_Entries provided_
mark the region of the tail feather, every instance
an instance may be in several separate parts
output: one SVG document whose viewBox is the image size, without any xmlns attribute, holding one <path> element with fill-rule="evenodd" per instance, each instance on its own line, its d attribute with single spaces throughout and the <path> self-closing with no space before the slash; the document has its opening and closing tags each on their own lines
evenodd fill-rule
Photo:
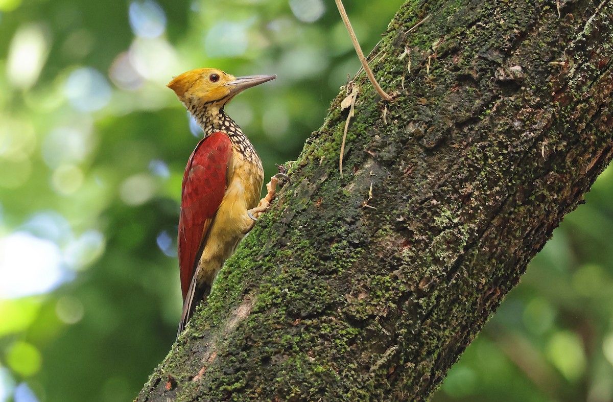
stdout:
<svg viewBox="0 0 613 402">
<path fill-rule="evenodd" d="M 185 296 L 185 300 L 183 302 L 183 311 L 181 314 L 181 321 L 179 322 L 179 328 L 177 332 L 177 339 L 187 326 L 188 322 L 196 311 L 196 308 L 198 306 L 200 302 L 204 302 L 207 300 L 207 297 L 210 292 L 210 284 L 207 283 L 197 283 L 196 280 L 196 275 L 194 275 L 189 284 L 189 288 Z"/>
</svg>

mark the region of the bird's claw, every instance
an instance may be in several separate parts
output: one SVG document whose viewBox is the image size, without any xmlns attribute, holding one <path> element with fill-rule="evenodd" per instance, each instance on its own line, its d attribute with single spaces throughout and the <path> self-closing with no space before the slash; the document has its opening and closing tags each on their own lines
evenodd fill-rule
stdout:
<svg viewBox="0 0 613 402">
<path fill-rule="evenodd" d="M 273 176 L 277 180 L 285 180 L 286 181 L 289 181 L 289 176 L 287 176 L 284 173 L 279 172 Z"/>
</svg>

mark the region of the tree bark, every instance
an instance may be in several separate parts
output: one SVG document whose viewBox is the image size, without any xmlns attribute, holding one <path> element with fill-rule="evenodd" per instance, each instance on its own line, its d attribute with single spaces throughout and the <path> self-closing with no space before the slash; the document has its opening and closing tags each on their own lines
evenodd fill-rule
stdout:
<svg viewBox="0 0 613 402">
<path fill-rule="evenodd" d="M 414 29 L 419 21 L 431 17 Z M 613 6 L 405 3 L 137 400 L 428 399 L 613 155 Z"/>
</svg>

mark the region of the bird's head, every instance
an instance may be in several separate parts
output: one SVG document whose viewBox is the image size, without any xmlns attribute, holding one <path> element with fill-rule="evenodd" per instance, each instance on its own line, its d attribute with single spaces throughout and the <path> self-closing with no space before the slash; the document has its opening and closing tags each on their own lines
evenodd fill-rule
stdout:
<svg viewBox="0 0 613 402">
<path fill-rule="evenodd" d="M 217 69 L 196 69 L 175 77 L 167 86 L 184 104 L 223 105 L 243 90 L 275 78 L 276 75 L 235 77 Z"/>
</svg>

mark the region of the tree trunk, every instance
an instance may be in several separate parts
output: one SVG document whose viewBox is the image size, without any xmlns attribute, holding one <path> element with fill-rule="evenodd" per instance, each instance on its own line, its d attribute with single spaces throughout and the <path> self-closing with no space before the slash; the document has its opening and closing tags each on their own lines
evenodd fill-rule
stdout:
<svg viewBox="0 0 613 402">
<path fill-rule="evenodd" d="M 370 58 L 395 102 L 358 76 L 341 178 L 334 100 L 137 400 L 428 399 L 611 159 L 612 20 L 405 4 Z"/>
</svg>

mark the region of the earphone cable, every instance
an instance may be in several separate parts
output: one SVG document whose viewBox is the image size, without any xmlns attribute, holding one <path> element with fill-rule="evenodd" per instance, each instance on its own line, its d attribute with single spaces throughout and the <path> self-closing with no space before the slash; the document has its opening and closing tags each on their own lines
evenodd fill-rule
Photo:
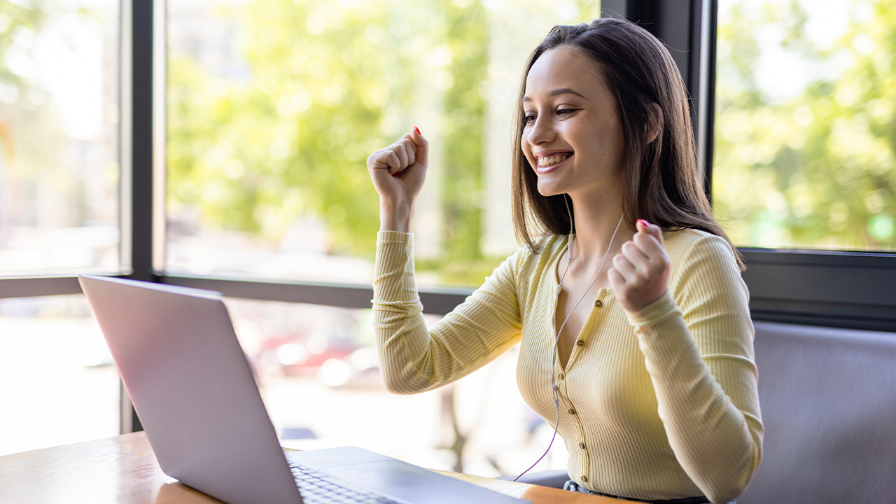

_Objective_
List each line of the items above that contains the word "tree". Letter case must match.

_Task solution_
mark the region of the tree bark, every instance
mark the region of the tree trunk, every instance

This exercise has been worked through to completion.